Do this:
Write out the rows below again with every "Quickstart" changed to "Getting started" and nothing else altered. Leave the pictures out.
-- START Provided records --
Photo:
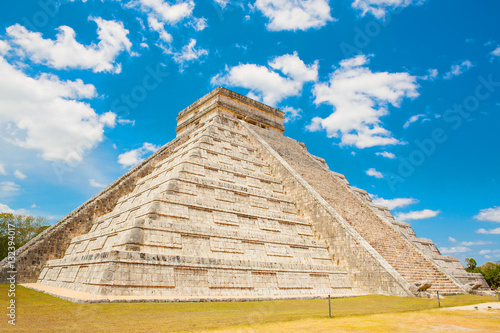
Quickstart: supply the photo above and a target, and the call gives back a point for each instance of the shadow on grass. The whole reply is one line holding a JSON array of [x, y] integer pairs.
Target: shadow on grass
[[47, 313]]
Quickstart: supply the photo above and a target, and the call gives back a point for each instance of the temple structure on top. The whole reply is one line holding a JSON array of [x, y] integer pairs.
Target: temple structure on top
[[233, 208]]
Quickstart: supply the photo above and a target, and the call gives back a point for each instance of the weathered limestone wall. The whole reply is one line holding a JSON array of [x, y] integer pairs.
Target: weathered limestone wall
[[367, 270], [210, 220], [447, 264], [53, 242]]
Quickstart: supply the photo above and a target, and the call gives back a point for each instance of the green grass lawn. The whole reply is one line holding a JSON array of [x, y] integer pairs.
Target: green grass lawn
[[42, 312]]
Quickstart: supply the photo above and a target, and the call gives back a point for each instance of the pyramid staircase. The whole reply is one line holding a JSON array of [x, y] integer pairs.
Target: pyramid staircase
[[210, 220], [400, 254], [232, 208]]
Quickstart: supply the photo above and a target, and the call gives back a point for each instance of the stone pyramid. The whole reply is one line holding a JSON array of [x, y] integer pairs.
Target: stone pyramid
[[232, 208]]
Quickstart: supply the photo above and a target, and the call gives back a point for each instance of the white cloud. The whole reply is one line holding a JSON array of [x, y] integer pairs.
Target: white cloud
[[379, 8], [417, 215], [495, 231], [222, 3], [9, 186], [475, 243], [8, 210], [198, 23], [19, 175], [44, 114], [94, 183], [134, 156], [291, 114], [4, 47], [386, 154], [413, 119], [394, 203], [295, 14], [65, 52], [267, 84], [432, 74], [496, 52], [189, 53], [456, 249], [360, 98], [458, 69], [489, 214], [159, 27], [166, 12], [374, 173]]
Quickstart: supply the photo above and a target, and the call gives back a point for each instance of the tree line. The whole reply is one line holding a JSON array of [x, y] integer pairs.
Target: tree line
[[490, 271]]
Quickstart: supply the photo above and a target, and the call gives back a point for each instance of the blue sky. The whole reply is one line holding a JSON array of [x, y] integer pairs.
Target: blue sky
[[401, 96]]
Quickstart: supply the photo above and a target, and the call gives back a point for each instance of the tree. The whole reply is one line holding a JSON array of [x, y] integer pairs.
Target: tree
[[471, 265], [25, 226]]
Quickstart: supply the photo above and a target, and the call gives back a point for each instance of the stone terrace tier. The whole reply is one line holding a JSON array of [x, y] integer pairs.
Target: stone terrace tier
[[209, 220], [232, 208]]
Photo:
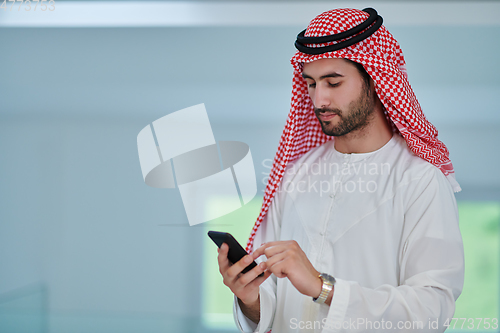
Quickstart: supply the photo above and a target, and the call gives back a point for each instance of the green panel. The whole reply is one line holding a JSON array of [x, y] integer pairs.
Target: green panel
[[217, 298], [480, 227]]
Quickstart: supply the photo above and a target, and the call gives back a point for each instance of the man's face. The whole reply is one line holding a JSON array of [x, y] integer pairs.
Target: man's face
[[343, 101]]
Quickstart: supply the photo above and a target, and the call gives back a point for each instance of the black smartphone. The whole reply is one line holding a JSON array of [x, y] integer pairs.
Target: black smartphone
[[236, 251]]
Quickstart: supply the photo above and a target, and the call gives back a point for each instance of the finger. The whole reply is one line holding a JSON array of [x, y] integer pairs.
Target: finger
[[260, 251], [239, 266], [259, 280], [269, 249], [252, 274], [274, 264], [224, 263]]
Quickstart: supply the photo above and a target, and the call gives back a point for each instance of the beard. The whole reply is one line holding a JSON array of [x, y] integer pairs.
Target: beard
[[356, 117]]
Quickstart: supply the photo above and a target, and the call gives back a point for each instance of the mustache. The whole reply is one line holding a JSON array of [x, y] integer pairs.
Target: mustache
[[326, 110]]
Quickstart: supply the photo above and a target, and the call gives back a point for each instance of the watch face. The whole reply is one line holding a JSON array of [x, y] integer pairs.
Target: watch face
[[328, 278]]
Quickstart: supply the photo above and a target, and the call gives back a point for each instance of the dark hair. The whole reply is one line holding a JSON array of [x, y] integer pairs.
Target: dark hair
[[361, 70]]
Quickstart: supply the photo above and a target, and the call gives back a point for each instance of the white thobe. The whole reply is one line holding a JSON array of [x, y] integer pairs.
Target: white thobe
[[384, 224]]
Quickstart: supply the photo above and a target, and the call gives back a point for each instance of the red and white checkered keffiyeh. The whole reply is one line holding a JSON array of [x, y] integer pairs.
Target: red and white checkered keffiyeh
[[383, 59]]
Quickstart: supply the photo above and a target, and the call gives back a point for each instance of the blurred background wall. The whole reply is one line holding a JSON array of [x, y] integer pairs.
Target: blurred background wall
[[85, 245]]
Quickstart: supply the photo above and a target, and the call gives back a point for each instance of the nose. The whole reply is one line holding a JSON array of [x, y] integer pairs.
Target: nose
[[321, 98]]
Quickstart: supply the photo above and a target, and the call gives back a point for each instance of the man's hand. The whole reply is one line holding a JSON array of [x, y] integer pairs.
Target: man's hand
[[244, 286], [286, 259]]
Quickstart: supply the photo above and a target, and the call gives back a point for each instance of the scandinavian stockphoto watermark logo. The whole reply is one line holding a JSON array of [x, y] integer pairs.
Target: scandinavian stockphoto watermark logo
[[179, 150]]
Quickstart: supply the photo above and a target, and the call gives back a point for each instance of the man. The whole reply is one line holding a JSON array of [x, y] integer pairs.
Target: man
[[359, 233]]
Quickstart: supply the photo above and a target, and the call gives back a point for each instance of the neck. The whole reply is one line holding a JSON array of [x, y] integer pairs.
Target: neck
[[367, 139]]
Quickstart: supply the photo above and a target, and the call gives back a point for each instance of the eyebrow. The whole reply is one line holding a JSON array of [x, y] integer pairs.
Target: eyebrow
[[333, 74]]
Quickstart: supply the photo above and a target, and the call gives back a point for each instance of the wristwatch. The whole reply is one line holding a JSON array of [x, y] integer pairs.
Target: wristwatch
[[328, 283]]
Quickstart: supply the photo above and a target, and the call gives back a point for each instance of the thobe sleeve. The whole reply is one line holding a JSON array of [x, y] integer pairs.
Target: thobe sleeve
[[431, 269], [268, 231]]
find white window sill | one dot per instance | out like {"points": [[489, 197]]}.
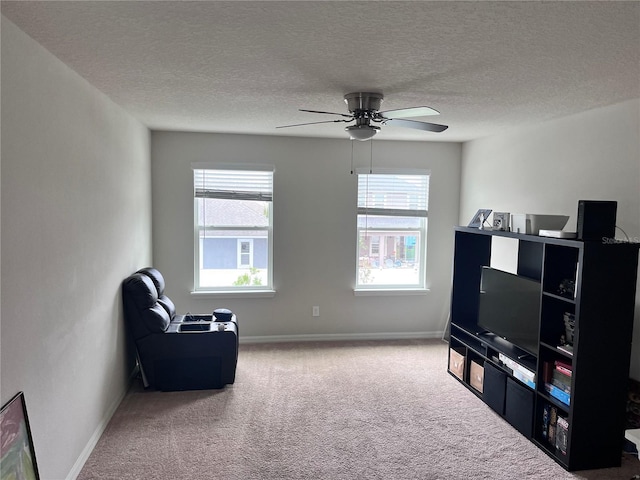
-- END Provided records --
Exercise solution:
Photo:
Getting started: supply the photo above and a target, and the call gives back a point for each instance of the shadow on grass. The whole reply is one line holding a JSON array of [x, y] integer pairs.
Target: shadow on grass
[[47, 313]]
Getting started: supply the photo above and a target, and the call gives back a point for each instance of the temple structure on top. The whole reply is one line holding a JSON array of [x, y] integer pairs.
Target: temple structure on top
[[233, 208]]
Getting started: supply the photo above and a target, and the call gives back a point for each instance of the weathered limestone wall. The whole reply is one line holding a JSON array of [x, y] integer pairs.
Target: weathered limestone wall
[[367, 270], [210, 220], [447, 264], [53, 242]]
Getting started: supply the photo above and a target, and the call gives back a point for each instance of the green grass lawn. The whole reply is one line holding a JSON array of [x, y] integer pairs.
Target: green grass lawn
[[42, 312]]
Getting started: supply the photo above and a target, and the call gives back a point for each instance of the pyramid staircase. The whole reply is one line holding a JSON array of [x, y] integer pairs.
Target: pyramid staircase
[[210, 220], [400, 254], [232, 208]]
Getting started: supply the photo above and a target, and the call gives back a point for each instance of the stone pyramid. The whole reply is one line holding a JSON array of [x, y] integer pairs.
Target: stone pyramid
[[232, 208]]
Getting started: supply the photo above and a target, and the call gives back a point for each instance of the white cloud. The whole reply is one line holding a JSON array of [x, y] integer pairs.
Target: white cloud
[[379, 8], [417, 215], [495, 231], [222, 3], [9, 186], [475, 243], [8, 210], [198, 23], [19, 175], [44, 114], [94, 183], [134, 156], [291, 114], [4, 47], [386, 154], [413, 119], [394, 203], [295, 14], [65, 52], [267, 84], [432, 74], [496, 52], [189, 53], [456, 249], [360, 98], [458, 69], [489, 214], [159, 27], [166, 12], [374, 173]]
Getting started: supply the photo above and a target, and the call gives back a point for each instance of the tree line. The whole reply is one line holding a JSON array of [x, y] integer pairs.
Target: tree line
[[490, 271]]
Getting started: supply the photo above and a target, and the call gives back a point for each instance of the blue sky. The whole reply is one line holding a JSON array of [x, y] integer pairs.
Target: blue sky
[[401, 96]]
Getting started: supply the photo above and a target, and the call gives back a point for each instance of the tree. The whole reply is one line holding a JSON array of [x, y] integer pairs.
Target: tree
[[471, 265], [25, 226]]
Getting started: supply the photo above and a target, and the call gives back a point for each instance of the stone terrace tier. The whole reply is one line holding a JSON array of [x, y] integer pairs.
Target: stone terrace tier
[[209, 220], [232, 208]]
Photo:
Getting started: supply the photo above and a target, and the call gives back a point for each instance of the green panel. The whole reply is one line holding a JSON array of [x, y] integer pairs.
Target: green panel
[[217, 298], [480, 227]]
Getting started: supply the photo above and a target, and the call gives back a point for each instance of the man's face. The whole reply is one line holding a JSON array of [x, y] integer pairs.
Target: man's face
[[343, 101]]
Getting started: supply the photo above and a target, and the call gives back a point for each instance of the black smartphone. The whole reply is one line holding a JSON array of [x, y] integer pairs.
Target: black smartphone
[[236, 251]]
Getting started: supply the photo above and a target, and the call gives back a point for each instance of the finger. The whole reply is one line holding a JSON array of [x, y] integer pairs.
Target: finger
[[260, 251], [239, 266], [259, 280], [269, 249], [252, 274], [274, 264], [224, 263]]
Getting started: supply the photo above and a target, and the call gives back a point for each instance of the beard. The whole reply is one line holding a JSON array of [x, y] integer pairs.
Target: beard
[[356, 117]]
Getting started: supply the photo above and a target, and the call gives back a point for each instance of the mustache. The whole reply is one line holding a JSON array of [x, y] integer pairs.
Target: mustache
[[326, 110]]
Getting started: supply the photo above and a target, and the call gives back a point for each instance of the watch face. The whole reply is one line holding a JSON array of [x, y] integer pairs.
Target: watch face
[[328, 278]]
Getting started: supply the photo above and a target, and the call gives back a point for each instance of the dark hair. The whole reply is one line holding a JSON array of [x, y] integer pairs.
Target: dark hair
[[361, 70]]
Getting started: supply the photo above and a target, and the call gives back a point for each instance of the white thobe. The whole reply is one line holding a JSON array of [x, y] integer pairs.
Target: white thobe
[[384, 224]]
Getting started: supply the photo above and a target, and the call gives back a point for each instance of the red and white checkered keffiyeh. The whole reply is one line holding a JSON array of [x, y] integer pairs.
Target: red and white checkered keffiyeh
[[383, 59]]
Getting started: supply the photo above and a target, and the call gives back a point for each instance of the blurred background wall. The whole reply is one line holding a JSON array of [x, y] integer pairs.
Target: blurred background wall
[[85, 245]]
Getting started: supply the photo above and a target, and the call gives back a point for each instance of the nose. The whole reply is one line holding a JSON array of [x, y] integer pairs.
Target: nose
[[321, 98]]
Getting started: supply the photo above and a target, and the call gives back a point for each instance of the man's hand. The whole reply is one line holding a JSON array of [x, y] integer pairs.
Target: man's hand
[[244, 286], [286, 259]]
Getting started: supply the photo above and a target, and the call gives back a point for each instance of the scandinavian stockphoto watermark logo. The whole reply is one line holding a JSON array of [x, y] integer pairs.
Target: scandinavian stockphoto watermark logo
[[179, 150]]
Getting started: supply the photo above and a target, and the call gives back a point for each instance of the man. The whole reply is one line holding a JSON array of [x, y] integer pairs.
Target: man
[[359, 233]]
Getting started: supply the photo above and a target, and the call gives back a point for each instance of the neck. The whole reply is one line holding a JSON array of [x, y] integer pairs.
Target: neck
[[367, 139]]
Getting started: supply the photo above and a target, and the call gives back a point for each instance of the eyebrow. The whole reply is one line holding a JSON array of [x, y] integer pairs.
Target: eyebrow
[[333, 74]]
Getting started: supply the photo above and a target, and the call gives back a point for each instance of the wristwatch. The whole reply is one line holding a JSON array of [x, y] integer pairs.
Target: wristwatch
[[328, 283]]
Getting started: supply the photo above and a target, and the call gives back a point for each instance of the thobe sleeve. The whole reply is one line holding a JSON array of [x, y] integer pairs.
Target: thobe sleeve
[[431, 269], [268, 231]]
find white window sill | one dot per instance | out like {"points": [[489, 197]]}.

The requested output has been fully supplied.